**KUTIPAN TEKS**.
***
Puncak Musim Hujan di DIY Bervariasi, Perlu Antisipasi

Puncak Musim Hujan di DIY Bervariasi, Perlu Antisipasi

KORANBERNAS.ID, YOGYAKARTA – Kepala Stasiun Klimatologi Badan Meteorologi, Klimatologi dan Geofisika (BMKG) DIY, Reni Kraningtyas, menyampaikan puncak musim hujan tahun 2022/2023 di wilayah Provinsi Daerah Istimewa Yogyakarta (DIY) bervariasi.

Sebagai langkah pencegahan serta kewaspadaan terhadap kemungkinan terjadinya bencana, pemangku kepentingan diharapkan sedini mungkin melakukan langkah-langkah antisipasi.

“Perlu mengantisipasi  potensi terjadinya cuaca dan iklim ekstrem yang berdampak pada terjadinya bencana hidrometeorologi, hujan lebat disertai angin kencang, petir dan tanah longsor  di DIY,” ujarnya saat menjadi narasumber Forum Diskusi Wartawan DPRD DIY, Jumat (25/11/2022), di DPRD DIY.

Pada diskusi bertema mitigasi penanggulangan bencana alam di DIY itu, Reni menyatakan puncak musim penghujan di wilayah Kabupaten Kulonprogo diperkirakan terjadi pada Desember 2022. Sedangkan daerah lain pada Januari dan Februari 2023.

Saat ini, lanjut dia, suhu permukaan laut cukup hangat sehingga bisa memicu terbentuknya awan hujan. Cuaca cenderung lebih basah. Ditambah lagi, La Nina diprediksi terjadi pada kategori moderat atau sedang. Dampaknya adalah menambah intensitas curah hujan. Kondisi itu berlangsung sampai Maret 2023 kemudian berangsur-angsur netral.

Lebih lanjut, dia menjelaskan cuaca ekstrem ditandai dengan intensitas curah hujan ≥ 20 mm per jam hingga ≥ 50 mm per jam. Namun demikian nilai ambang batas parameter cuaca ekstrem antara daerah satu dengan daerah lainnya tidak sama.

“Curah hujan ≥ 20 mm per jam telah menyebabkan banjir di Jakarta. Banjir di Yogyakarta terjadi jika curah hujan ≥ 50 mm per jam,” jelasnya.

Adapun normal curah hujan pada musim kemarau bulan JJA (Juni, Juli, Agustus) adalah 0 mm atau tidak ada hujan dalam satu bulan. “Adanya Fenomena La Nina Triple Dip membuat wilayah DIY terdapat hujan pada musim kemarau dalam tiga tahun terakhir 2020 – 2022,” tambahnya. Peristiwa yang sama pernah terjadi pada tahun 1973 – 1975.
***
Sejumlah materi:

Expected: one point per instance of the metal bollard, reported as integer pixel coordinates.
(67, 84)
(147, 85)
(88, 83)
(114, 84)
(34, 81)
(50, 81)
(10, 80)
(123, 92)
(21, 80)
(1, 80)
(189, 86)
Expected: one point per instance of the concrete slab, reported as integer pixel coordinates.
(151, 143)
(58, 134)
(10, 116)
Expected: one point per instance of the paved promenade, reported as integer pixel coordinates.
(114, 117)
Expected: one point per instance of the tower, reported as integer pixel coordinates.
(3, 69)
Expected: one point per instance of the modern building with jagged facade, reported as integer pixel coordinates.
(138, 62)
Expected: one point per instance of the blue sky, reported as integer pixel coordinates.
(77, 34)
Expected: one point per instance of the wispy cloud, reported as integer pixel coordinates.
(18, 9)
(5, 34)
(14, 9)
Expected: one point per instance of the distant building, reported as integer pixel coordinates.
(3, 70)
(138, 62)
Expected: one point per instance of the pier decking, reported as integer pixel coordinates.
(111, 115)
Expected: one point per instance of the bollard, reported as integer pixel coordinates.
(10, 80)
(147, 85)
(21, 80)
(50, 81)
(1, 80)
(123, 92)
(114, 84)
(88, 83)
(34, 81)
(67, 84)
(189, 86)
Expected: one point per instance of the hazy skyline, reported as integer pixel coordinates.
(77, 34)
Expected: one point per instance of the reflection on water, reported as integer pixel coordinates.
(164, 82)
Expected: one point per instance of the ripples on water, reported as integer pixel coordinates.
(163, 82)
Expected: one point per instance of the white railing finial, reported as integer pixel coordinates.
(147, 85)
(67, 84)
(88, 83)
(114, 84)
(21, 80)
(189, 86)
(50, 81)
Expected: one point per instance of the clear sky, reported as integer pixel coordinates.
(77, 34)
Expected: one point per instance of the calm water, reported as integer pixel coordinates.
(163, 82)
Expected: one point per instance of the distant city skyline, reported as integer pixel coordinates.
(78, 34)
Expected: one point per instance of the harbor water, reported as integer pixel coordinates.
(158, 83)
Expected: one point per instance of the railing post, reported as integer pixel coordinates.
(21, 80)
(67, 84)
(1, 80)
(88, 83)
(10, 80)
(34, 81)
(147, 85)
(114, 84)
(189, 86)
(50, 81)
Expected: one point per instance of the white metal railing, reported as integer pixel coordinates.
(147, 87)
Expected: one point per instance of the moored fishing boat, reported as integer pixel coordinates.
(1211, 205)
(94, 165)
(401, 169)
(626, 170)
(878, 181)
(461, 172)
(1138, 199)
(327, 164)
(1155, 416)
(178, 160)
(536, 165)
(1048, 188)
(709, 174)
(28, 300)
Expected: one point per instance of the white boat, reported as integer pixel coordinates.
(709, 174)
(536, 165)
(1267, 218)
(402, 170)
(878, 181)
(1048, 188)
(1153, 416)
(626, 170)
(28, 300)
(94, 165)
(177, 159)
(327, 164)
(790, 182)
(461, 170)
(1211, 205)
***
**TUGAS ANDA**.
Menurut teks tentang puncak musim hujan di DIY, kapan puncak musim hujan di Kabupaten Kulonprogo diperkirakan terjadi?

**JAWABAN LATIHAN**.
Puncak musim hujan di Kabupaten Kulonprogo diperkirakan terjadi pada Desember 2022.